* WORK ORDER: Apart from the pictures, every entry below should be repeated exactly.

* ENTRIES SHOWN:
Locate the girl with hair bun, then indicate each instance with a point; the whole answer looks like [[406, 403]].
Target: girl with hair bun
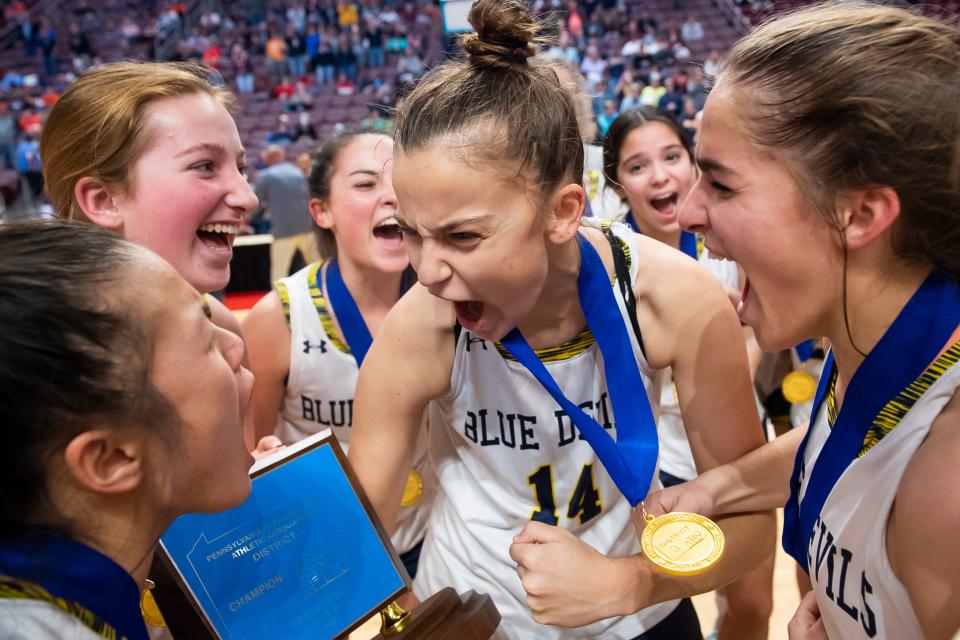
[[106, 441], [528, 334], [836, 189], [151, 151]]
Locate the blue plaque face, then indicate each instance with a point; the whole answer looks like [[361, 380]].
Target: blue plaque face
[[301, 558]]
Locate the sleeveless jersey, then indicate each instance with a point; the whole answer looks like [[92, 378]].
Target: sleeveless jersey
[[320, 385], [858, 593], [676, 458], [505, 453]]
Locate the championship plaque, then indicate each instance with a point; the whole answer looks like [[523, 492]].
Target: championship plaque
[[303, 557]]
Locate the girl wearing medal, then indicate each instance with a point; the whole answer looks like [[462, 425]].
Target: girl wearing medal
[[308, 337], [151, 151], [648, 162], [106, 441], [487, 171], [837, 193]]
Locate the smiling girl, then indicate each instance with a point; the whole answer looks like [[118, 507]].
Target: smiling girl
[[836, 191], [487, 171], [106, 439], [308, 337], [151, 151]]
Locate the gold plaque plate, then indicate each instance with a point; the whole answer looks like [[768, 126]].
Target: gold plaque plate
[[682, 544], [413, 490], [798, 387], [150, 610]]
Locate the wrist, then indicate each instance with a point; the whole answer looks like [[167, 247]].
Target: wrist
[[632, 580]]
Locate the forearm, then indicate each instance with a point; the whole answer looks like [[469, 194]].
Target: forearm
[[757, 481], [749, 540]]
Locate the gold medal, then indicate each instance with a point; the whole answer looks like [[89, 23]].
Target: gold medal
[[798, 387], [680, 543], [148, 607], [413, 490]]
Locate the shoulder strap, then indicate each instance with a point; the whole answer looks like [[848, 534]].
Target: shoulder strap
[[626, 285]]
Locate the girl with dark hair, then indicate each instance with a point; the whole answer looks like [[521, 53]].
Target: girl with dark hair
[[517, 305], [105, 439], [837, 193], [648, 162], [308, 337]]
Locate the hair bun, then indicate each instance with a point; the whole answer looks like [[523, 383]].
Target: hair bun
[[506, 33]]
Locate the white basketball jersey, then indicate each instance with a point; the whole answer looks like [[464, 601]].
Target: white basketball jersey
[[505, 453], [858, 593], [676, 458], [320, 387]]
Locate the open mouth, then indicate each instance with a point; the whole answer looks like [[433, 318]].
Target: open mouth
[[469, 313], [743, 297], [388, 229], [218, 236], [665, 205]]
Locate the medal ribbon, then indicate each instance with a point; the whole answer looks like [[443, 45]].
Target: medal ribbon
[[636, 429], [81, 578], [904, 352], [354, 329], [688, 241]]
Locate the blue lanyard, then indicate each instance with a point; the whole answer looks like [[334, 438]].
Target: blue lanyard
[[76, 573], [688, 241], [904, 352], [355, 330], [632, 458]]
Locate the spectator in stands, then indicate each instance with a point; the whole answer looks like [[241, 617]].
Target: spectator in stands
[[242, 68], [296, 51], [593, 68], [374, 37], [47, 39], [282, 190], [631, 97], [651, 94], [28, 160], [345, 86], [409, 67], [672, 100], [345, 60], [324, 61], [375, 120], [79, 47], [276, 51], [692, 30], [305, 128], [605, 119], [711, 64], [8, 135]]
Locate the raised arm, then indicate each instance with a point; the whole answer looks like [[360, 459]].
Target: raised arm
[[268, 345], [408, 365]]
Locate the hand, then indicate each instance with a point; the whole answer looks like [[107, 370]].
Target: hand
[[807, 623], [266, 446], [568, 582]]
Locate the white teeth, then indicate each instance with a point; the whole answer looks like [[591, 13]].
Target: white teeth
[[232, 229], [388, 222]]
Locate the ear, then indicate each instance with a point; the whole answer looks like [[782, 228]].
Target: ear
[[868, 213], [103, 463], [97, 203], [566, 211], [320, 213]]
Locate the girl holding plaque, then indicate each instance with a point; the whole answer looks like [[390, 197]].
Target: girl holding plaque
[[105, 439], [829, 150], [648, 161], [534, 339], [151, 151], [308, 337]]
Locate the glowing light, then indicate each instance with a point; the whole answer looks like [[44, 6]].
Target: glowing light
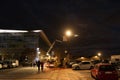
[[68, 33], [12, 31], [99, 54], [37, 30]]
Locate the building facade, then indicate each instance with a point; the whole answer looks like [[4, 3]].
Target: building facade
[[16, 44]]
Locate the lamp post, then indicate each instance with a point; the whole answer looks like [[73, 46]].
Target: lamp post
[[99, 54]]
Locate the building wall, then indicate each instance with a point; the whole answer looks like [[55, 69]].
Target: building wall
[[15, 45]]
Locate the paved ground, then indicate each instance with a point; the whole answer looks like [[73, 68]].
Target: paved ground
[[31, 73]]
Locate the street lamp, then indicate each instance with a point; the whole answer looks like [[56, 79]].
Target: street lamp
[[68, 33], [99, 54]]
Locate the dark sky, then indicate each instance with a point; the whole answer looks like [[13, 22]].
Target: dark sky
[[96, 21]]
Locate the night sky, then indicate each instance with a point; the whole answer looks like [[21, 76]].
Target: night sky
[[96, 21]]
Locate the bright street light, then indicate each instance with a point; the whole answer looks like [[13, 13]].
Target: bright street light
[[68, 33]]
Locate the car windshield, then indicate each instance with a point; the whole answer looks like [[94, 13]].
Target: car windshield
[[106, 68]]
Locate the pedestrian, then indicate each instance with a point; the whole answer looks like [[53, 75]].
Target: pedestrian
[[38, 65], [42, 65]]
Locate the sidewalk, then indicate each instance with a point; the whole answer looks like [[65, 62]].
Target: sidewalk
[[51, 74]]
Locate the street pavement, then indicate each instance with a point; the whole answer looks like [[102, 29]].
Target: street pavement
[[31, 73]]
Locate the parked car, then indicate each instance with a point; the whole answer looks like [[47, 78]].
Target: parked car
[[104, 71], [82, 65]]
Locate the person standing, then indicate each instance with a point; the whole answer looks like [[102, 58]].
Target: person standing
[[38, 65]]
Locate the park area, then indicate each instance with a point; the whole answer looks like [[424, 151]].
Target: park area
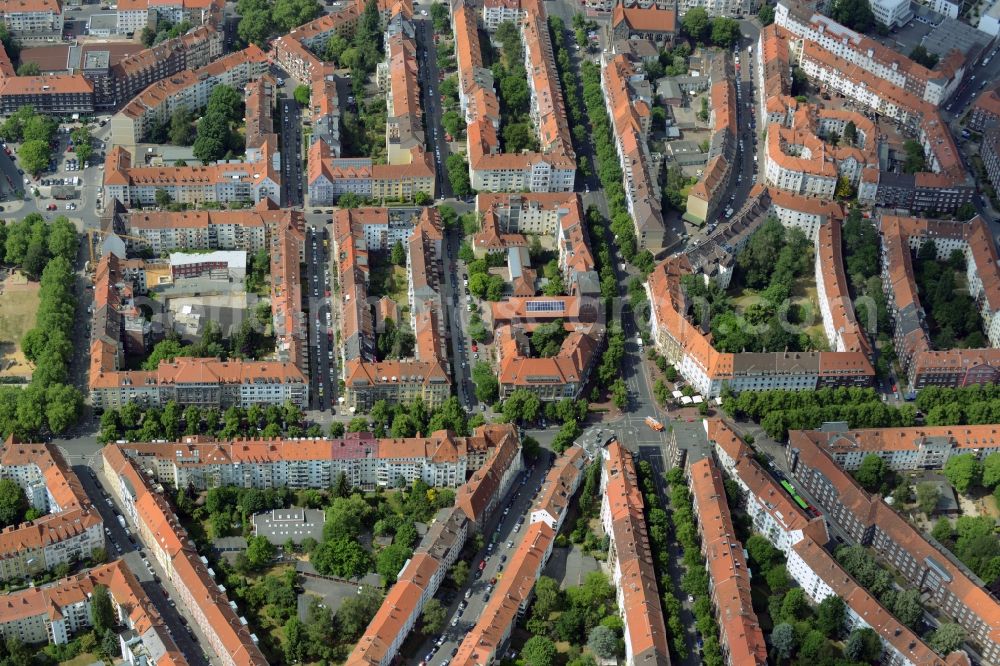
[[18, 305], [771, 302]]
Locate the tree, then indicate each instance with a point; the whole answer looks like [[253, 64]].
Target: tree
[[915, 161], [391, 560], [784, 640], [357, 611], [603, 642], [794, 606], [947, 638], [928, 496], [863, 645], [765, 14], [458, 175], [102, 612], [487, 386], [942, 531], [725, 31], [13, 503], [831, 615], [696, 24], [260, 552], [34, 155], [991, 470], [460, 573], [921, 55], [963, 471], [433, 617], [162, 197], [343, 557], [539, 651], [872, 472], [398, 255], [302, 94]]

* WRITTEN ANSWER:
Locate the girl with hair bun, then indicate each instance with a point; the whole answer looks like [[406, 403]].
Target: girl with hair bun
[[106, 441], [528, 334], [836, 189], [151, 151]]
Locate the blue plaque face, then indicate each instance with a point; the whole answer looks like [[361, 380]].
Target: blue plaque face
[[301, 558]]
Locate the sleeveless jersey, then indicate each instance with a point; the whole answer looks like [[92, 378]].
Target: sleeveless jersey
[[320, 385], [858, 593], [676, 458], [505, 453]]
Locate the championship plaque, then indicate each instance with a point; the whole answer looks like [[523, 492]].
Target: championship plaque
[[303, 557]]
Locate the girl wearing medal, then indicate each instance with a point; the whole answer looks like [[462, 425]].
Target: girl wearing medal
[[308, 337], [151, 151], [648, 162], [106, 441], [487, 171], [837, 193]]
Locate the smiling girl, then indicate each instance with a point; the whole answer looks like [[118, 507]].
Target: smiling girl
[[836, 191], [487, 171], [106, 439], [308, 337], [151, 151]]
Locate the gold plaque plate, then indicate each instance with a point; the whole answer looks like [[768, 126]].
Target: gold plaque plate
[[682, 544], [413, 490], [798, 387], [150, 610]]
Locate the wrist, then indicate each instance with a point; the whole answer looks like [[167, 247]].
Target: wrist
[[632, 580]]
Locate the forearm, then indicate each instance with a point; the whole answer looks like [[469, 194]].
Target: forearm
[[757, 481], [749, 540]]
Locate the gold medal, then indicate each instance with a point; the whole answer looks like [[89, 23]].
Target: gold medal
[[798, 387], [680, 543], [148, 607], [413, 490]]
Locate the shoulder strap, then indicate each instance with a point; the whole answer looks like [[848, 534]].
Target: shoulder strap
[[626, 285]]
Locate the girl with dark hair, then indicate each instance with a point; the whole answer looks like [[521, 53]].
Target: girl with dark hair
[[517, 305], [105, 439], [837, 193], [648, 162], [308, 337]]
Locate the hair bun, then indicate each instance with a point; the whole answer looks like [[523, 383]].
Target: hair bun
[[506, 33]]
Locate the white basketball jersey, then indicate each instance with a point; the whole answer looks like [[464, 601]].
Target: white basketball jersey
[[505, 453], [858, 593], [676, 458], [320, 387]]
Locate the open mouth, then indicate each instance with a point; the whole answer looks like [[433, 318]].
Target: open mouth
[[469, 313], [743, 297], [388, 229], [218, 236], [665, 205]]
Locate the medal ribbon, then indicate each instance with a point; the whole answer looks like [[443, 45]].
Target: medal ribbon
[[636, 429], [81, 578], [904, 352], [354, 329], [688, 241]]
Locate the blue lanyard, then indicate each instance with a point; the whole answer looks like [[334, 438]].
Target: blue lanyard
[[76, 573], [688, 241], [904, 352], [355, 330], [632, 458]]
Locate the spectator in stands, then indicate each instance with a point; the whole answer looks like [[241, 617]].
Target: spectator in stands
[[242, 68], [296, 51], [593, 68], [374, 37], [47, 39], [282, 190], [631, 97], [651, 94], [28, 160], [345, 86], [409, 67], [672, 100], [345, 60], [324, 61], [375, 120], [79, 47], [276, 51], [692, 30], [305, 128], [605, 119], [711, 64], [8, 135]]
Locate the raised arm, then indicate each instance with a point; the whole answer looks like [[360, 459]].
Target: raised arm
[[268, 345], [408, 365]]
Locate the hand, then indicate each instance with a point; the whole answer looks like [[107, 370]].
Target: hand
[[807, 623], [266, 446], [568, 582]]
Locate the white teeth, then indicate each instance with a point; the whole answer looks like [[591, 13]].
Target: white teeth
[[232, 229], [388, 222]]
Locate the ear, then indicate each instance with a point; the whole answer looks like [[782, 228]].
Target: ear
[[868, 213], [103, 463], [97, 203], [566, 211], [320, 213]]
Locate the girl holding plaque, then indicate each instance with a point; the whole answer looks like [[390, 197]].
Target: girl holding plaque
[[105, 439], [829, 150], [648, 161], [534, 339], [151, 151], [308, 337]]
Locate the glowing light, then indicate each instance with a point; the whole answer looks like [[44, 6]].
Target: glowing light
[[68, 33], [12, 31], [99, 54], [37, 30]]
Locate the building facade, then indicate each instance with a point; the whole answer looks like [[4, 3]].
Target: building facade
[[16, 44]]
Locate the lamp post, then indicate each instance with a point; the whole answer looks like [[73, 46]].
Target: lamp post
[[99, 54]]
Locate the building wall, then indicate each instance with a point; the whole answer looks like [[55, 69]].
Target: building wall
[[15, 45]]
Locate the paved ground, then indicate each instance with a point; the whole answer looks like [[73, 68]].
Target: paved ground
[[31, 73]]
Locate the street lamp, then indicate each instance with a point; the whole answer looks like [[56, 79]].
Target: street lamp
[[68, 33], [99, 54]]
Locate the dark sky, then indicate each instance with a point; the whole answer looks like [[13, 22]].
Target: dark sky
[[96, 21]]
Locate the night sky, then indicate each instance with a point; the whole answer looks like [[21, 76]].
Target: night sky
[[96, 21]]
Locate the bright street light, then indicate each instance with a point; the whole answer looks like [[13, 13]].
Target: bright street light
[[68, 33]]
Locate the car windshield, then indicate each instance with a point; the whole answer looks like [[94, 13]].
Target: car windshield
[[106, 68]]
Locate the pedestrian, then indicate each instance with a point; the whole answer looks like [[53, 75]].
Target: pedestrian
[[38, 65], [42, 65]]
Locate the sidewalk, then indicate each instance with a point; the whole answer looks like [[65, 62]].
Target: sidewalk
[[51, 74]]
Locate the street pavement, then indicate each instance with a point; the whole answer looks like [[102, 29]].
Target: street pavement
[[31, 73]]
Locate the parked car, then indicate each instance with a point; the whole answer looks like [[47, 78]].
Target: parked car
[[104, 71], [82, 65]]
Locate the person standing, then indicate each instance with a point; the whole answer looks like [[102, 58]].
Target: person standing
[[38, 65]]
Locate the park area, then indicate each instance with a point; the whole answer looks like [[424, 151]].
Target: park area
[[18, 305], [771, 302]]
Locate the tree, then indicate each instance with a point; the whole answer looks like [[253, 64]].
Target: tree
[[915, 161], [391, 560], [784, 640], [357, 611], [603, 642], [794, 606], [947, 638], [928, 496], [863, 645], [765, 14], [458, 175], [102, 612], [487, 386], [942, 531], [725, 31], [13, 503], [831, 615], [696, 24], [260, 552], [34, 155], [991, 470], [460, 573], [921, 55], [963, 471], [433, 617], [162, 197], [343, 557], [539, 651], [872, 472], [398, 255], [302, 94]]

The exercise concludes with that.